Saved entries:
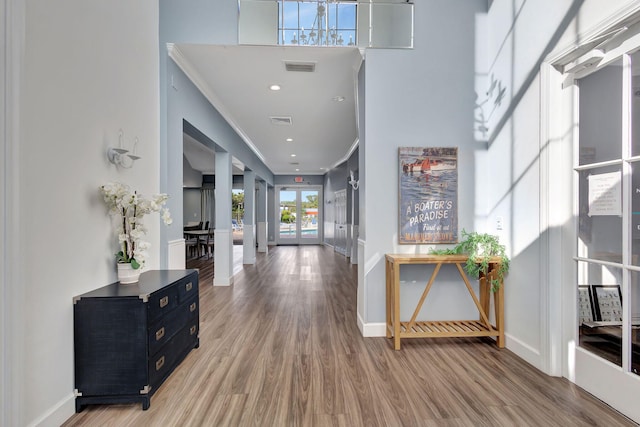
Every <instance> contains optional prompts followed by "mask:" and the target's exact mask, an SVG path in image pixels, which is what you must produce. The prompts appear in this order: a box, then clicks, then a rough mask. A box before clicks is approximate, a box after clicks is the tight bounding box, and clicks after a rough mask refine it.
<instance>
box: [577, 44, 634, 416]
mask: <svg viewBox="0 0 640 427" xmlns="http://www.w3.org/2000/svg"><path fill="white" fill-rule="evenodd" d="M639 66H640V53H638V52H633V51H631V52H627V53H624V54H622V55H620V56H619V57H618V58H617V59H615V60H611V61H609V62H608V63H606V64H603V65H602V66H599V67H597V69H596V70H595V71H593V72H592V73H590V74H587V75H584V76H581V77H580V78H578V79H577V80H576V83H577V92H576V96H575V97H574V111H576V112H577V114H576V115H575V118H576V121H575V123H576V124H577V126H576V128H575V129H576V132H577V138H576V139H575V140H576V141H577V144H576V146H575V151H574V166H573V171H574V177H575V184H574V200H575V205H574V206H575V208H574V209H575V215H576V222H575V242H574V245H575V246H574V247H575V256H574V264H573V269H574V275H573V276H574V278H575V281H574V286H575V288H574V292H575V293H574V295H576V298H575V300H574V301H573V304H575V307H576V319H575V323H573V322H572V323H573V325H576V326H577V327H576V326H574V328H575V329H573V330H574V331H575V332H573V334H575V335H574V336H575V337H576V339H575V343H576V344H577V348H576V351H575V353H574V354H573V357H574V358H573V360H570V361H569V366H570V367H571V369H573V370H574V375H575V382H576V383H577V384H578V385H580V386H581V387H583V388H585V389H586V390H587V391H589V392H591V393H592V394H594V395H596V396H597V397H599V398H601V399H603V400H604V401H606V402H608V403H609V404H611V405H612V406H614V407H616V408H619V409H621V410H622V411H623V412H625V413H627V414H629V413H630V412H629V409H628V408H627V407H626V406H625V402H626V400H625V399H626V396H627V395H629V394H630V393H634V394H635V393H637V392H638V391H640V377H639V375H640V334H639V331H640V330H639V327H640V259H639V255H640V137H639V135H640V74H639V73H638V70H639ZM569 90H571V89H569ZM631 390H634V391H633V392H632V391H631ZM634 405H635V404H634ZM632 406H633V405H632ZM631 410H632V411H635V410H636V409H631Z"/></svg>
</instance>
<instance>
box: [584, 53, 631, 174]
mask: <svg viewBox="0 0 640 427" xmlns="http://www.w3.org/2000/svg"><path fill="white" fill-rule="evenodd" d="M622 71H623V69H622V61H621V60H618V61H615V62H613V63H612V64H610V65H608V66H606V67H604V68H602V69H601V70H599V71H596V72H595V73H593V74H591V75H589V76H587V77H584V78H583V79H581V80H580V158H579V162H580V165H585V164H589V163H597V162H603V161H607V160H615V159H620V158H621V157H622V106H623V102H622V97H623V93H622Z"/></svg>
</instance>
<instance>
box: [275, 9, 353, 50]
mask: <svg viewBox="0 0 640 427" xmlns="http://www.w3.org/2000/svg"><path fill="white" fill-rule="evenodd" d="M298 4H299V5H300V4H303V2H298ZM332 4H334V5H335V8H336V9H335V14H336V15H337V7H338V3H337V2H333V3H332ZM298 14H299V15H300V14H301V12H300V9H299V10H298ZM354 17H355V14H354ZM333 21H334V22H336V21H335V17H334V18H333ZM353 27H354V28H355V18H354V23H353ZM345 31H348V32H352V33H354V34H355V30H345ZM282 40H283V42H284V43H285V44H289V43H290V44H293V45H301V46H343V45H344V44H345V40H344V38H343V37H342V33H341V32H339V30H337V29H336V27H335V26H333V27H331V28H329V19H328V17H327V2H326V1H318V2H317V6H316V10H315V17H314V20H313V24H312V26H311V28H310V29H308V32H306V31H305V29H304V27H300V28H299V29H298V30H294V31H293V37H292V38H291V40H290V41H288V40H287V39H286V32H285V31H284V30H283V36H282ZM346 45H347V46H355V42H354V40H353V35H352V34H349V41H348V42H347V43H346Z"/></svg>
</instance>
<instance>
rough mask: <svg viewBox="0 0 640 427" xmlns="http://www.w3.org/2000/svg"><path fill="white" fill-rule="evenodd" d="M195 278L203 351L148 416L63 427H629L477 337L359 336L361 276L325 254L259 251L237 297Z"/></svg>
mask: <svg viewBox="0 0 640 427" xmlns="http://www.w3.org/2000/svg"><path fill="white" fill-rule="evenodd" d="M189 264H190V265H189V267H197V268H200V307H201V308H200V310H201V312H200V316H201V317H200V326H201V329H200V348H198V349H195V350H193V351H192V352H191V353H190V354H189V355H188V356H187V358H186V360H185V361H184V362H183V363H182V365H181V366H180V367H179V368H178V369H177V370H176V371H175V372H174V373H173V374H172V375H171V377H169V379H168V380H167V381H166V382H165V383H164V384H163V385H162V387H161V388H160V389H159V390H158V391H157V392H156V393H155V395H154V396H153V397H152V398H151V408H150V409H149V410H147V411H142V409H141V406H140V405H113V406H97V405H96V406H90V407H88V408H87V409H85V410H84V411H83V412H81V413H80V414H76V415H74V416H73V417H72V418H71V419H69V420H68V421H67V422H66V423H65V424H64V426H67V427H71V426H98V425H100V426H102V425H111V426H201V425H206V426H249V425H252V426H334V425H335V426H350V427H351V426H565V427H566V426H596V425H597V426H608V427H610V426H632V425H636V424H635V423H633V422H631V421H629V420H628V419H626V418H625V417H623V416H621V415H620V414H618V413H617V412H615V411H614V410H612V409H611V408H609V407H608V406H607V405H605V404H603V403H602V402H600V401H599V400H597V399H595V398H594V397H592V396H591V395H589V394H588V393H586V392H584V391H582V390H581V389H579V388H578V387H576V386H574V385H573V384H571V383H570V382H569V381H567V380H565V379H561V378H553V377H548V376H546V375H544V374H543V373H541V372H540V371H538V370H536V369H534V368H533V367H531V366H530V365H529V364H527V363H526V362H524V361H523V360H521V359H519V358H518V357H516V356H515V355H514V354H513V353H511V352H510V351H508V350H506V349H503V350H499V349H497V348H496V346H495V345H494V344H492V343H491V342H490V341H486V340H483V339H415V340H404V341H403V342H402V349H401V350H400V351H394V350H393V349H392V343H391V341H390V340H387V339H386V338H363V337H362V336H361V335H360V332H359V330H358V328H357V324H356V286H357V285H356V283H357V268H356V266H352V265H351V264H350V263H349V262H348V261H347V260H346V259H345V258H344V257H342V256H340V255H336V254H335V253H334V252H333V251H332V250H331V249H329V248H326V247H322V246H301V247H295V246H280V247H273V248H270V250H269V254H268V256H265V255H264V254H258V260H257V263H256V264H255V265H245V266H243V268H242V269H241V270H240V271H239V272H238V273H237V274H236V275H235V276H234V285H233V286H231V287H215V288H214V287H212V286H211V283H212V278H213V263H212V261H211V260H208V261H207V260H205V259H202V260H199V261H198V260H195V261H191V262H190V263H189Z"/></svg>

TASK DESCRIPTION -
Please swap "instance" for "sample" wherever it appears in the listing and write the listing out again with nothing else changed. Leave the pictures out.

YOUR SOLUTION -
Every <sample> contains optional prompts followed by "mask:" and the target's exact mask, an SVG path in image pixels, which is what you must produce. The prompts appear in this order: a box, then clicks, then a rough mask. A box before clicks is approximate, a box after clicks is the tight bounding box, and clicks after a rough mask refine it.
<sample>
box: [577, 44, 634, 416]
mask: <svg viewBox="0 0 640 427" xmlns="http://www.w3.org/2000/svg"><path fill="white" fill-rule="evenodd" d="M639 66H640V53H638V52H633V51H631V52H627V53H624V54H622V55H620V56H619V57H618V58H617V59H615V60H611V61H609V62H608V63H606V64H603V65H602V66H599V67H597V69H596V70H595V71H593V72H592V73H590V74H587V75H584V76H581V77H580V78H578V79H577V80H576V83H577V92H576V96H575V97H574V111H576V112H577V114H576V115H575V118H576V121H575V123H576V124H577V126H576V128H575V129H576V132H577V138H576V139H575V140H576V141H577V144H576V146H575V151H574V166H573V171H574V177H575V184H574V200H575V205H574V206H575V208H574V209H575V215H576V222H575V242H574V245H575V246H574V247H575V256H574V264H573V269H574V275H573V276H574V278H575V281H574V286H575V288H574V292H575V293H574V295H576V298H575V300H574V301H573V304H575V307H576V319H575V323H573V322H572V323H573V325H576V326H577V327H576V326H574V328H575V329H573V330H574V331H575V332H573V334H575V335H574V336H575V337H576V339H575V343H576V344H577V348H576V351H575V353H574V354H573V357H574V358H573V360H570V361H569V366H570V367H571V369H573V370H574V375H575V382H576V383H577V384H578V385H580V386H581V387H583V388H585V389H586V390H587V391H589V392H591V393H592V394H594V395H596V396H597V397H599V398H601V399H603V400H604V401H606V402H608V403H609V404H611V405H612V406H614V407H616V408H619V409H621V410H622V411H623V412H625V413H627V414H629V413H630V412H629V409H628V408H627V407H626V406H625V402H626V400H625V399H626V396H627V395H629V394H630V393H634V394H635V393H637V392H638V391H640V377H639V375H640V334H639V331H640V330H639V327H640V259H639V255H640V137H639V135H640V74H639V73H638V70H639ZM569 90H571V89H569ZM631 390H634V391H633V392H632V391H631ZM634 405H635V404H634ZM632 406H633V405H632ZM631 410H632V411H635V410H636V409H631Z"/></svg>
</sample>
<sample>
box: [584, 53, 631, 174]
mask: <svg viewBox="0 0 640 427" xmlns="http://www.w3.org/2000/svg"><path fill="white" fill-rule="evenodd" d="M622 71H623V69H622V61H621V60H618V61H615V62H613V63H612V64H610V65H608V66H606V67H604V68H602V69H601V70H599V71H596V72H595V73H593V74H591V75H589V76H587V77H584V78H583V79H581V80H580V158H579V162H580V165H585V164H589V163H597V162H603V161H607V160H615V159H620V158H621V157H622V106H623V102H622V97H623V93H622Z"/></svg>
</sample>
<sample>
box: [275, 9, 353, 50]
mask: <svg viewBox="0 0 640 427" xmlns="http://www.w3.org/2000/svg"><path fill="white" fill-rule="evenodd" d="M298 4H299V5H300V4H303V2H298ZM332 4H334V5H335V8H336V9H335V14H336V15H337V7H338V3H337V2H333V3H332ZM298 14H299V15H300V14H301V12H300V9H299V10H298ZM354 17H355V14H354ZM333 21H334V22H336V21H335V17H334V18H333ZM353 27H354V28H355V18H354V23H353ZM345 31H348V32H352V33H354V34H355V30H345ZM282 40H283V42H284V43H285V44H289V43H290V44H293V45H301V46H343V45H344V44H345V40H344V38H343V37H342V33H341V32H339V30H337V29H336V27H335V26H333V27H331V28H329V19H328V17H327V2H326V1H318V2H317V6H316V10H315V17H314V20H313V24H312V26H311V28H310V29H308V32H306V31H305V29H304V27H300V28H299V29H298V30H294V31H293V37H292V38H291V40H290V41H288V40H287V39H286V32H285V31H284V30H283V36H282ZM346 45H347V46H355V42H354V40H353V35H352V34H349V41H348V42H347V43H346Z"/></svg>
</sample>
<sample>
rough mask: <svg viewBox="0 0 640 427" xmlns="http://www.w3.org/2000/svg"><path fill="white" fill-rule="evenodd" d="M195 278L203 351L148 416L63 427H629L477 337L359 336L361 276L325 254L259 251L237 297Z"/></svg>
mask: <svg viewBox="0 0 640 427" xmlns="http://www.w3.org/2000/svg"><path fill="white" fill-rule="evenodd" d="M189 264H190V265H189V267H197V268H200V307H201V308H200V310H201V312H200V316H201V317H200V326H201V329H200V348H198V349H195V350H193V351H192V352H191V353H190V354H189V355H188V356H187V358H186V360H185V361H184V362H183V363H182V365H181V366H180V367H179V368H178V369H177V370H176V371H175V372H174V373H173V374H172V375H171V377H169V379H168V380H167V381H166V382H165V383H164V384H163V385H162V387H161V388H160V389H159V390H158V391H157V392H156V393H155V395H154V396H153V397H152V398H151V408H150V409H149V410H147V411H142V409H141V406H140V405H113V406H97V405H96V406H90V407H88V408H87V409H85V410H84V411H83V412H81V413H80V414H76V415H74V416H73V417H72V418H71V419H69V420H68V421H67V422H66V423H65V424H64V426H67V427H71V426H98V425H100V426H102V425H111V426H201V425H206V426H249V425H252V426H334V425H335V426H350V427H351V426H565V427H566V426H596V425H597V426H608V427H610V426H632V425H636V424H635V423H633V422H631V421H629V420H628V419H626V418H625V417H623V416H621V415H620V414H618V413H617V412H615V411H614V410H612V409H611V408H609V407H608V406H607V405H605V404H603V403H602V402H600V401H599V400H597V399H595V398H594V397H592V396H591V395H589V394H588V393H586V392H584V391H582V390H581V389H579V388H578V387H576V386H574V385H573V384H571V383H570V382H569V381H567V380H565V379H561V378H553V377H548V376H546V375H544V374H543V373H541V372H540V371H538V370H536V369H534V368H533V367H531V366H530V365H529V364H527V363H526V362H524V361H523V360H521V359H519V358H518V357H516V356H515V355H514V354H513V353H511V352H510V351H508V350H506V349H503V350H499V349H497V348H496V346H495V345H494V344H492V343H491V342H490V341H486V340H483V339H415V340H404V341H403V342H402V349H401V350H400V351H394V350H393V349H392V343H391V341H390V340H387V339H386V338H363V337H362V336H361V335H360V332H359V330H358V328H357V324H356V286H357V285H356V283H357V268H356V266H352V265H351V264H350V263H349V262H348V261H347V260H346V259H345V258H344V257H342V256H340V255H336V254H335V253H334V252H333V251H332V250H331V249H329V248H326V247H322V246H301V247H295V246H280V247H273V248H270V250H269V254H268V256H265V255H264V254H258V260H257V263H256V264H255V265H245V266H243V268H242V269H241V270H240V271H239V272H238V273H237V274H236V275H235V276H234V285H233V286H231V287H215V288H214V287H212V286H211V283H212V278H213V263H212V261H211V260H208V261H207V260H205V259H202V260H199V261H198V260H195V261H191V262H190V263H189Z"/></svg>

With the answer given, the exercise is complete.